TO DO
Starting at the line that contains "If you could mark the van window", copy each line through the end of the listing below. Include both ends and output nothing more.
===== EXERCISE DATA =====
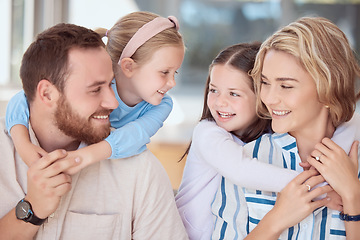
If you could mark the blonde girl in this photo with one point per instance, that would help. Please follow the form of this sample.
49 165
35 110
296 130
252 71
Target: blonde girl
146 51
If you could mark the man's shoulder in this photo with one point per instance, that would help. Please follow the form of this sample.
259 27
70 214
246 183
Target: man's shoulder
142 165
4 135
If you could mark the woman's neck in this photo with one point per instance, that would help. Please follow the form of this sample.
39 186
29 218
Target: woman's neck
306 139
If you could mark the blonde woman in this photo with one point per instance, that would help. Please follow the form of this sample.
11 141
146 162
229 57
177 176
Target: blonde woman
305 75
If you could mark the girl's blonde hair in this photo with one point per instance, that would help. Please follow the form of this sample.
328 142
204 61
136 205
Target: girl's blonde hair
325 53
121 33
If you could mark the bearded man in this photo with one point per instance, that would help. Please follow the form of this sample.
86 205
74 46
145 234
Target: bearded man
67 74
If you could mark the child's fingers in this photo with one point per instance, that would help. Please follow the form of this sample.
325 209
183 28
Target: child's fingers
41 152
302 177
354 154
50 158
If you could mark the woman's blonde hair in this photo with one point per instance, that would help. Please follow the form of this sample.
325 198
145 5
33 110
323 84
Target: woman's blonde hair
123 30
325 53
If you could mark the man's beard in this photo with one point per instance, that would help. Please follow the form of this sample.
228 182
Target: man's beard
77 127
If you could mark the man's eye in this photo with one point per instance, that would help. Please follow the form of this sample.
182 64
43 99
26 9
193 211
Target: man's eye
264 82
96 90
212 90
286 87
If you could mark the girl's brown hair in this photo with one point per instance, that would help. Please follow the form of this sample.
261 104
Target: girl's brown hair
242 57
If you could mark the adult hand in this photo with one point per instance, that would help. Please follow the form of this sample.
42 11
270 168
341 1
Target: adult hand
295 201
339 169
47 182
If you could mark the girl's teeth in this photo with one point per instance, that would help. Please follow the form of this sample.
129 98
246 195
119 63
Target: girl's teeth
101 117
280 113
225 115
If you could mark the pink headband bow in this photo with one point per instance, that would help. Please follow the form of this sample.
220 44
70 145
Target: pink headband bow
146 32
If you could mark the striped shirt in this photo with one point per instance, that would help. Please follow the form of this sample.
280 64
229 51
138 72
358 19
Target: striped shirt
239 210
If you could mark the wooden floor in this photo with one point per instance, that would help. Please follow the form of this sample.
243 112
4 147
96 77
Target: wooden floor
169 155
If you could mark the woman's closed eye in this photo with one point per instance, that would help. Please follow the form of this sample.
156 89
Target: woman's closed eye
286 86
212 90
263 82
96 90
234 94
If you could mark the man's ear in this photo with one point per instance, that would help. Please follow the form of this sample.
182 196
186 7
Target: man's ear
127 66
47 92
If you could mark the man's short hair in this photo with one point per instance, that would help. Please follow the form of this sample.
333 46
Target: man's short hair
47 57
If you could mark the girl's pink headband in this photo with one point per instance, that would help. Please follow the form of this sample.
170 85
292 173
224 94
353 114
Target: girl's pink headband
146 32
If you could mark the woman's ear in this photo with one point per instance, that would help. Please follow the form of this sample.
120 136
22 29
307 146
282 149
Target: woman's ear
127 66
47 92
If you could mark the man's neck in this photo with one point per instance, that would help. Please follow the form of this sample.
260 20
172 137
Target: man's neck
50 137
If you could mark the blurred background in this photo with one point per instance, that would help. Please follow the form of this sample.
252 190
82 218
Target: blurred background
206 25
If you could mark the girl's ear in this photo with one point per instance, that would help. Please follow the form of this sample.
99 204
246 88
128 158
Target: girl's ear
127 66
47 92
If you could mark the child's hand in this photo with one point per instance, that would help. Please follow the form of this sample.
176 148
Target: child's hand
76 155
335 201
29 153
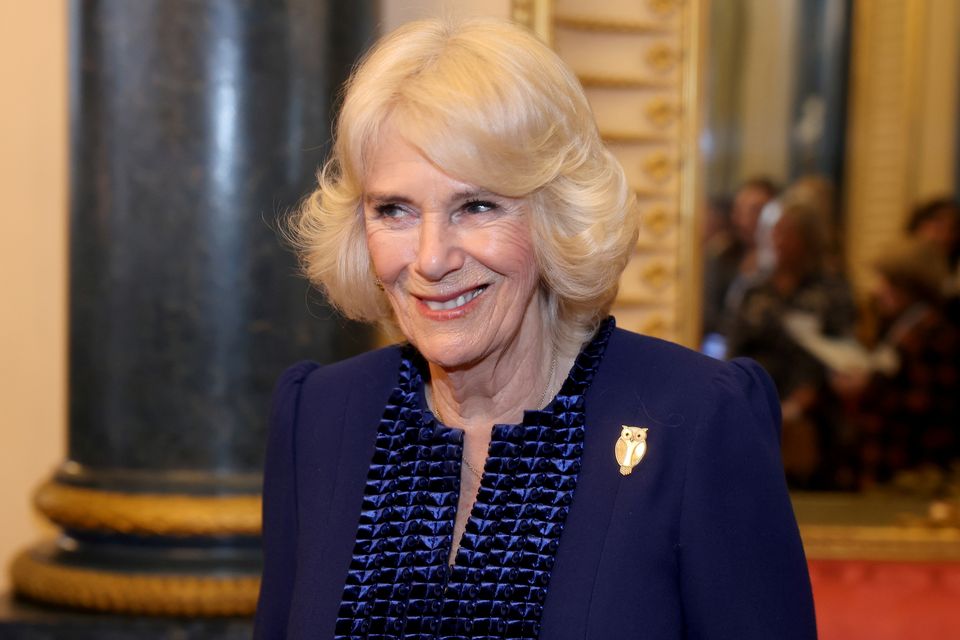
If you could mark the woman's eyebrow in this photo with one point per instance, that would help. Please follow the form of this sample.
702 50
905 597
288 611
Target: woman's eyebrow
464 194
374 197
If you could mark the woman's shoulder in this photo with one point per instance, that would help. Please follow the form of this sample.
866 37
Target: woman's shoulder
656 368
361 368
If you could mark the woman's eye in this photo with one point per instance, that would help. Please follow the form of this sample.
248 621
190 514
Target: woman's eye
479 206
389 211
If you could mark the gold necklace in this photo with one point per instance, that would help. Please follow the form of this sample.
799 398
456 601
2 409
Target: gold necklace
543 400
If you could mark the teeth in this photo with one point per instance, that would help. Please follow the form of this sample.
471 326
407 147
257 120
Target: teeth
459 301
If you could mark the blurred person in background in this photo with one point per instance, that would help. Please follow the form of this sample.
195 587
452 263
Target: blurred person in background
937 222
730 252
907 416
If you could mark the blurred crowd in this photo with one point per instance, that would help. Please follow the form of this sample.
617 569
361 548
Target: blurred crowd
868 379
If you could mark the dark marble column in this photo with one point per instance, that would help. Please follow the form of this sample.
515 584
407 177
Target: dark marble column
195 125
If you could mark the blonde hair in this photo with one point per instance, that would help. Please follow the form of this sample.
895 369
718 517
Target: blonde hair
492 106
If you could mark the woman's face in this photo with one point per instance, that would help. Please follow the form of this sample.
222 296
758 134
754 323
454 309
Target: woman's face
456 262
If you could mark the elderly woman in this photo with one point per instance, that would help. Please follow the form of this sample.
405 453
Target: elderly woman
520 468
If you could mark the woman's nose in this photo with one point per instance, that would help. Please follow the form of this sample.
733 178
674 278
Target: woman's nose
439 252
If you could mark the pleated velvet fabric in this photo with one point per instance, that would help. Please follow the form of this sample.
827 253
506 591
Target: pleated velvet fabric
399 584
698 542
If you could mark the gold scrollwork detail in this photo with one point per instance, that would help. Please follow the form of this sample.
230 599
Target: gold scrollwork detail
657 220
585 23
658 166
662 57
522 12
656 275
663 8
142 594
148 514
662 112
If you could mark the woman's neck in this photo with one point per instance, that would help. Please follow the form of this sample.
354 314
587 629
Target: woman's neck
498 388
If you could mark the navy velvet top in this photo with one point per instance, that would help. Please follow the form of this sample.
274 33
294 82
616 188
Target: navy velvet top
361 487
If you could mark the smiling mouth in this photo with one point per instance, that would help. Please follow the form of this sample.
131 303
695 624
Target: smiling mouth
455 303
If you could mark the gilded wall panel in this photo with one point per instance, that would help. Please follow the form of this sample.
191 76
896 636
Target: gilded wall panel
638 61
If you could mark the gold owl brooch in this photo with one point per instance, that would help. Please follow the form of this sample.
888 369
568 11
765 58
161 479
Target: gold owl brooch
631 447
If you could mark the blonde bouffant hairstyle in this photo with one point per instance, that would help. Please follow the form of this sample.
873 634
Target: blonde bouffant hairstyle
492 106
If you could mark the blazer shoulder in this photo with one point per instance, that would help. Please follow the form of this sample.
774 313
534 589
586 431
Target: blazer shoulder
657 360
369 368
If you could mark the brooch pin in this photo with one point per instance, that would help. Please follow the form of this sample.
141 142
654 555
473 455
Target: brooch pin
631 447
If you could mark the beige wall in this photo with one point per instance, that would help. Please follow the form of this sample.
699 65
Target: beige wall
396 12
33 143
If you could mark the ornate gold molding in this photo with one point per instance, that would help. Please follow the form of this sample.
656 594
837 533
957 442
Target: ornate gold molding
886 543
586 23
536 15
622 82
149 513
143 594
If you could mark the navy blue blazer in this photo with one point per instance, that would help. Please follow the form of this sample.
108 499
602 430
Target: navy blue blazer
700 541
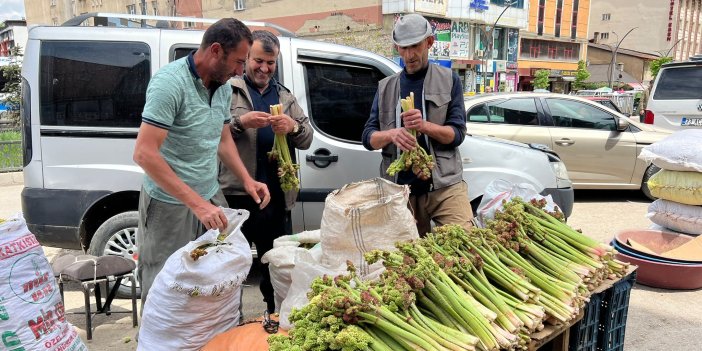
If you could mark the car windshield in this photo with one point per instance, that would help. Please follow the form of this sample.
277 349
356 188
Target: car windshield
679 83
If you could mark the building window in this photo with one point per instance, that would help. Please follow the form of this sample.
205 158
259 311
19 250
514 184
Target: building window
540 25
549 50
559 16
574 21
515 3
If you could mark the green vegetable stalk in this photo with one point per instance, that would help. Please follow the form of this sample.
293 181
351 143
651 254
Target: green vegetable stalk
417 159
287 170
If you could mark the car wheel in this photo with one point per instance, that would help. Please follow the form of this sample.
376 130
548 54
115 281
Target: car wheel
650 171
117 236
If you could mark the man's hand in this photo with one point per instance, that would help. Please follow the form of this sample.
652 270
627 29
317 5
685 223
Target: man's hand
255 119
259 192
282 124
412 119
210 215
403 139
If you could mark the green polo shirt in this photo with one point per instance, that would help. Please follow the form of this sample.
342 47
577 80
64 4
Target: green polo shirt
177 100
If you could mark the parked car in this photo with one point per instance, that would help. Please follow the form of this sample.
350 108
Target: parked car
598 145
84 91
675 101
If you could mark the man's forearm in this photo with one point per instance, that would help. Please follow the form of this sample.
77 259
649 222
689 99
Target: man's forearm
230 157
443 134
379 139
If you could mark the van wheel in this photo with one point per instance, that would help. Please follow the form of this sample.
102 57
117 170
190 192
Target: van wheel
650 171
117 236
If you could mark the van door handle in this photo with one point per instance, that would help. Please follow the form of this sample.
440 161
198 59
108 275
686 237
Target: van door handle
322 158
565 142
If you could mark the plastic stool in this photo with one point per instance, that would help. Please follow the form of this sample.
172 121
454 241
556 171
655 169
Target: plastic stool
90 271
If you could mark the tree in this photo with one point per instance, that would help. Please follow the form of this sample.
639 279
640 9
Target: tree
541 79
657 63
581 75
13 87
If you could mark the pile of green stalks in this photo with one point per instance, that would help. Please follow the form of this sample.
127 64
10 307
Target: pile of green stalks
484 289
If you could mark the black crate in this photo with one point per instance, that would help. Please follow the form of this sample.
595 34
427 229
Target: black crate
613 312
583 335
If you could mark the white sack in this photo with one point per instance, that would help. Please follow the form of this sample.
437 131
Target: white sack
678 152
501 190
676 216
32 315
306 269
192 301
281 260
361 217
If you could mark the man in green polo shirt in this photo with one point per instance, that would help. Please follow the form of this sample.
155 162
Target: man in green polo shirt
180 138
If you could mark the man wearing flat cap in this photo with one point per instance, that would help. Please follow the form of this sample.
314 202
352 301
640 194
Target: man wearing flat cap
438 118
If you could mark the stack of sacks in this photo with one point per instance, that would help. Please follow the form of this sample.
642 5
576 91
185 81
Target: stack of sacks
678 186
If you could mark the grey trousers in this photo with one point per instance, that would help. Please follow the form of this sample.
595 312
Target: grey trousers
163 229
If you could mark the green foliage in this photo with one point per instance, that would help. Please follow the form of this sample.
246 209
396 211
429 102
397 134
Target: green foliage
10 151
541 79
657 63
581 76
13 87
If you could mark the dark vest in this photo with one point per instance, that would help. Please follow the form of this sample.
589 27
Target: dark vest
437 95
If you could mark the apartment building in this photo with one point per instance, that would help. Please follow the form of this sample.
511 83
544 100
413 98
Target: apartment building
659 27
479 39
13 34
56 12
555 40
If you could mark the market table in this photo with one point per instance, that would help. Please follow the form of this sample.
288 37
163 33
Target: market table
560 334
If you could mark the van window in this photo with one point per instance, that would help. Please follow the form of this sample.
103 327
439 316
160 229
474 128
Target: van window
341 97
679 83
574 114
93 84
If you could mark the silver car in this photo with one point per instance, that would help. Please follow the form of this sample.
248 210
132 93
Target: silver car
598 145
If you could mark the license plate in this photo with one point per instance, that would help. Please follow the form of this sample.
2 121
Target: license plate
693 122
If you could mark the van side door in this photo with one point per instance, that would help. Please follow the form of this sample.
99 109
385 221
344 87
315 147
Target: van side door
336 91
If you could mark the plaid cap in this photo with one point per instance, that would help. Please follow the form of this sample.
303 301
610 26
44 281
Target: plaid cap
411 29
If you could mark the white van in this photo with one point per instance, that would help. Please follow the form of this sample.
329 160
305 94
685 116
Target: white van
675 101
84 91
=====
TASK RESPONSE
If you could mark the van window in this photo with one point per instance, that would help. Please follow the form of this sample.
103 327
439 316
160 229
474 128
Target: van window
341 97
679 83
574 114
93 84
If you could mark the silver car in this photo with one point per instance, that would help. Please follow the form of this sample.
248 210
132 93
Target: silver car
598 145
If you could mark the license plate in this photo with one point per instance, that would help. Please follow the form of this sample.
2 121
Target: license plate
693 122
If you could mark the van side door in this photo with one point per instance, that would help. Please follow the form of this sample.
99 109
385 221
344 87
315 147
Target: van side door
336 91
If you could mark the plaid cap in this photo with one point per instance, that would help. Please follow the form of this sample.
303 301
610 26
44 281
Target: plaid cap
411 29
If you could mark the white van in this photo with one point per instance, that would help. Please follow the form of this sample.
329 160
305 94
685 116
Target: white van
675 101
84 91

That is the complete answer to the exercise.